SOURCE DATA:
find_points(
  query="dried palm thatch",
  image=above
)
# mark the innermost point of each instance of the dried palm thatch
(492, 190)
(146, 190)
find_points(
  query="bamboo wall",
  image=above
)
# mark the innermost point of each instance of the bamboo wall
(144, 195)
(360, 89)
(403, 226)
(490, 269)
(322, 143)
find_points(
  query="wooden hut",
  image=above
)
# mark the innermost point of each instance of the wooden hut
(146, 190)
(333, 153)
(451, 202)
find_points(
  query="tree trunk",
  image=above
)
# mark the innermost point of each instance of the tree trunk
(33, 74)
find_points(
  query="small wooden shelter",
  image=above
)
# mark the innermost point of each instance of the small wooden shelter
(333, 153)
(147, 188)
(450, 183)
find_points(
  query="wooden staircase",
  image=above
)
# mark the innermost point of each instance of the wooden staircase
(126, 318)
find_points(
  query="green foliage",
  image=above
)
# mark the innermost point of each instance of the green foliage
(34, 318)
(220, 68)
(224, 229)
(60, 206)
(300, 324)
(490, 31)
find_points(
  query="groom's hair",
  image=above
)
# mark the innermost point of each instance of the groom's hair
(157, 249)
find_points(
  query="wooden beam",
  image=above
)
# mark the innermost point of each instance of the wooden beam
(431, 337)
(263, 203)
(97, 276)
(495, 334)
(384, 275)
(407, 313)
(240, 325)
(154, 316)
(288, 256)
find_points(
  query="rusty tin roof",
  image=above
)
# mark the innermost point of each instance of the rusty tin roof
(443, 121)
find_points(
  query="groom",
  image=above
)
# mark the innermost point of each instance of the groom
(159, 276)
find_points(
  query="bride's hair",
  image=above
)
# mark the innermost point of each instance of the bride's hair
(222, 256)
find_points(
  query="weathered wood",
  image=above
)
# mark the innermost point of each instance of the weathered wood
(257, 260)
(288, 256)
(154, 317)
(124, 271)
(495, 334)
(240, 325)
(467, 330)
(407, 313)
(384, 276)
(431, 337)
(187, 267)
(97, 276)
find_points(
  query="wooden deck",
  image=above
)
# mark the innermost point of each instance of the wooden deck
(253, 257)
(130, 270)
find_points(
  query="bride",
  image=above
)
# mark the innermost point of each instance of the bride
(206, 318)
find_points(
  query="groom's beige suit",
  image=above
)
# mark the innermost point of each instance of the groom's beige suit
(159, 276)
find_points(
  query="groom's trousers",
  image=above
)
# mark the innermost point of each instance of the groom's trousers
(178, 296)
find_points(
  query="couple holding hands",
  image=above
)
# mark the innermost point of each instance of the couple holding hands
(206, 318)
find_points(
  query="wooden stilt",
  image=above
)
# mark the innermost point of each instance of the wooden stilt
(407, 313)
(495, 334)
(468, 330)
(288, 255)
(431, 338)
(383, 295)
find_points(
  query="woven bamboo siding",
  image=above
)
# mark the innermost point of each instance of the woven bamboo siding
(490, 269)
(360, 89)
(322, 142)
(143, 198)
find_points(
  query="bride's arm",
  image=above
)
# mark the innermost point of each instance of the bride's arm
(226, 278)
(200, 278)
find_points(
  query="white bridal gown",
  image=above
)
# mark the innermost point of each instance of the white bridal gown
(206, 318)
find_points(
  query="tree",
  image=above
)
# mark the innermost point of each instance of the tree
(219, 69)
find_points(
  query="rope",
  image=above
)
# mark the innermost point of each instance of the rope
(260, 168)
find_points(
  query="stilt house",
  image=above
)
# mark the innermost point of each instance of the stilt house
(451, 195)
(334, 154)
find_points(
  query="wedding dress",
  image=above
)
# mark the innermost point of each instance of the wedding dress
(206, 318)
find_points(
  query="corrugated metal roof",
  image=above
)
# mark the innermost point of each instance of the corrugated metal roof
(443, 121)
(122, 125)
* * *
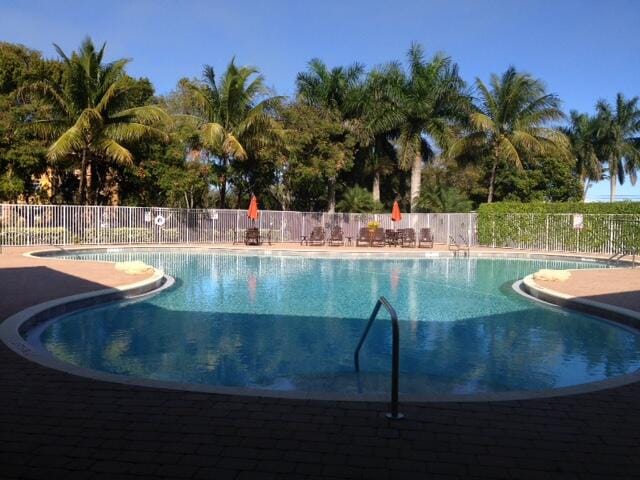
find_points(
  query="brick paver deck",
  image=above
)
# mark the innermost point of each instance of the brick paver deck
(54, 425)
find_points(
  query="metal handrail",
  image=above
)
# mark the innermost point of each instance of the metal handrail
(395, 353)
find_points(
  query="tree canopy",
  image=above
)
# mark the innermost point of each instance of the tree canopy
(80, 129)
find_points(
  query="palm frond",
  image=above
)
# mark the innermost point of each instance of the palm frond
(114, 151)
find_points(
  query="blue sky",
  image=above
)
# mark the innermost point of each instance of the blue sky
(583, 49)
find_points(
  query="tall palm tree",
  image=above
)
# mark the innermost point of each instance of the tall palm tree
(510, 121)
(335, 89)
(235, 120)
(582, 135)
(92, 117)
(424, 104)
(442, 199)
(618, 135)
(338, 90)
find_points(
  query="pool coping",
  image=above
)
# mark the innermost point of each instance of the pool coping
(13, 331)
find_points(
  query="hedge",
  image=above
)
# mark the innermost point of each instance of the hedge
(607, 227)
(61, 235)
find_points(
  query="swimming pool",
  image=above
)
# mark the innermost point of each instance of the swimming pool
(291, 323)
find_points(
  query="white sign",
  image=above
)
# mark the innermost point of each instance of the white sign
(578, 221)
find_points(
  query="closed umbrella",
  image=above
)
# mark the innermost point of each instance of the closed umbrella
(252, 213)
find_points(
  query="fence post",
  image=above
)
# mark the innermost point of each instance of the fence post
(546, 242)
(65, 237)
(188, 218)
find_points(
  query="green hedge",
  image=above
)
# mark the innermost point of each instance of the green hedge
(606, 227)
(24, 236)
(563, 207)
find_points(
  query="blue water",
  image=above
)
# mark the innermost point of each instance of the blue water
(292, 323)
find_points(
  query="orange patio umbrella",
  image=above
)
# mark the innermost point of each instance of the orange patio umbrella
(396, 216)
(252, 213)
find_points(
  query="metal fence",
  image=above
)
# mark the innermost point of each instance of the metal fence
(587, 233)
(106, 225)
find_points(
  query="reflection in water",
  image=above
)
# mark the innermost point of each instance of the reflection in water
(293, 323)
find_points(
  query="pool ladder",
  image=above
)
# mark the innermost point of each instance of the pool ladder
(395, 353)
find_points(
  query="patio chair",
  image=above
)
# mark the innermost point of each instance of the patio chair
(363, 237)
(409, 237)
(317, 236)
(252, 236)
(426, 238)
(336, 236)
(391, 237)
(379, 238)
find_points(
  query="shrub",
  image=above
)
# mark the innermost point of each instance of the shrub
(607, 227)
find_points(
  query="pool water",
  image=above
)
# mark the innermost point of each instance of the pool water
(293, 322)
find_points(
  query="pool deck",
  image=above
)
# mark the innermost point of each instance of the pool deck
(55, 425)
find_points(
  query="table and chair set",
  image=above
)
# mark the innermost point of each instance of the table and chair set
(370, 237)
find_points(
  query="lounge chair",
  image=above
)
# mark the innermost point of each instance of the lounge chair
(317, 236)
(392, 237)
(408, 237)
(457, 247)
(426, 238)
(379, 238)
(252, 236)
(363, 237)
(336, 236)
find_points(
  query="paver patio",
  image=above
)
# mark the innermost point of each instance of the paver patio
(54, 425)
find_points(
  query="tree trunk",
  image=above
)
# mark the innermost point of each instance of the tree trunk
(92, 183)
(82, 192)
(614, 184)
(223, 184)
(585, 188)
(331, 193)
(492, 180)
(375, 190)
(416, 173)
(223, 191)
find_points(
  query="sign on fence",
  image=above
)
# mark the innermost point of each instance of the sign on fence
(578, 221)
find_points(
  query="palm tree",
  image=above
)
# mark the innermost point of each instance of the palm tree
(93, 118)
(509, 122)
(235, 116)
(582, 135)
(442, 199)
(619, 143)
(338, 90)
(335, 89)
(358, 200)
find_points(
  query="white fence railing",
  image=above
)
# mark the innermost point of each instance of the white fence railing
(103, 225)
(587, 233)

WHAT IS BEING ASKED:
Which lines in the records above contain the word "frond"? List each of them in full.

RESULT OF THE EXERCISE:
  query="palm frond",
# mark the innermost point of each instance of the palm frond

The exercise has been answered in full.